### Record list
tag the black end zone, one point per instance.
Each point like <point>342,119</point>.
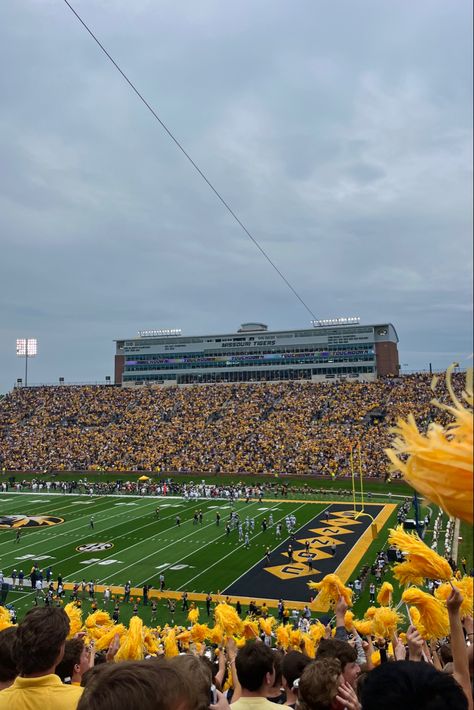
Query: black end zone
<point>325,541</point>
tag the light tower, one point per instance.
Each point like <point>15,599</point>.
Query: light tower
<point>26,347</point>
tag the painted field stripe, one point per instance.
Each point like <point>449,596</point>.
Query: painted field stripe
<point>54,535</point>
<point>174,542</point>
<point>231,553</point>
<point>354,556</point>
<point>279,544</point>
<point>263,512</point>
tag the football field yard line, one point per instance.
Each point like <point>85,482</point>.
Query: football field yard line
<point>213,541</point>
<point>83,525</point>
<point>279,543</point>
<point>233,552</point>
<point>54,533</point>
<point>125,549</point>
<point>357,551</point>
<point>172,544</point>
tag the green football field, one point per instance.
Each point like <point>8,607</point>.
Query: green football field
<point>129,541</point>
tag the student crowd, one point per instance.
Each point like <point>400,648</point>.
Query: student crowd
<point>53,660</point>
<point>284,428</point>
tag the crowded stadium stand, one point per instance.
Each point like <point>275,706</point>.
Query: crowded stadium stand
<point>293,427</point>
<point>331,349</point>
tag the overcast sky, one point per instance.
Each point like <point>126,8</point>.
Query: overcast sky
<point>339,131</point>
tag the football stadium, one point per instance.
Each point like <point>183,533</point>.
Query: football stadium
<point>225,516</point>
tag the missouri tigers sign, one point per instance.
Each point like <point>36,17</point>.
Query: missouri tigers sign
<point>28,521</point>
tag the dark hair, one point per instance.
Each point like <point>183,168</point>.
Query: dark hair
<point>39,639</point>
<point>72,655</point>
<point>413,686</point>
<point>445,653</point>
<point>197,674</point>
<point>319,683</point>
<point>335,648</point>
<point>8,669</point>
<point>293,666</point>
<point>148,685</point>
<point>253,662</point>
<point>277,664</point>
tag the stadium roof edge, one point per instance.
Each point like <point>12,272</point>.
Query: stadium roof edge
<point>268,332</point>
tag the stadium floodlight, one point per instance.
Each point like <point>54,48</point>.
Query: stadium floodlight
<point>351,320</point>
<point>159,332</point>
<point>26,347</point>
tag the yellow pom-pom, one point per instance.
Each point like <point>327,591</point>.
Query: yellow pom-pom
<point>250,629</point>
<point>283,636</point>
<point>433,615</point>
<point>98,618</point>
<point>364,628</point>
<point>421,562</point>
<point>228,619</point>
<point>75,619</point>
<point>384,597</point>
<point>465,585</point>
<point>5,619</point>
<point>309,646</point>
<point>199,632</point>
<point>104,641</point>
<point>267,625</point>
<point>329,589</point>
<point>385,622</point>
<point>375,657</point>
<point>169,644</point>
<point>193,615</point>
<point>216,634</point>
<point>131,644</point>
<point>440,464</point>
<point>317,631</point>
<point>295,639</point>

### Aim
Output the stretch of the material that begins with the line containing "tag the missouri" and ends with the line containing "<point>28,521</point>", both lines included, as a numbered list with blank lines omitted.

### Full answer
1. tag the missouri tigers sign, one point per instance.
2. Each point like <point>36,17</point>.
3. Query: missouri tigers sign
4. <point>28,521</point>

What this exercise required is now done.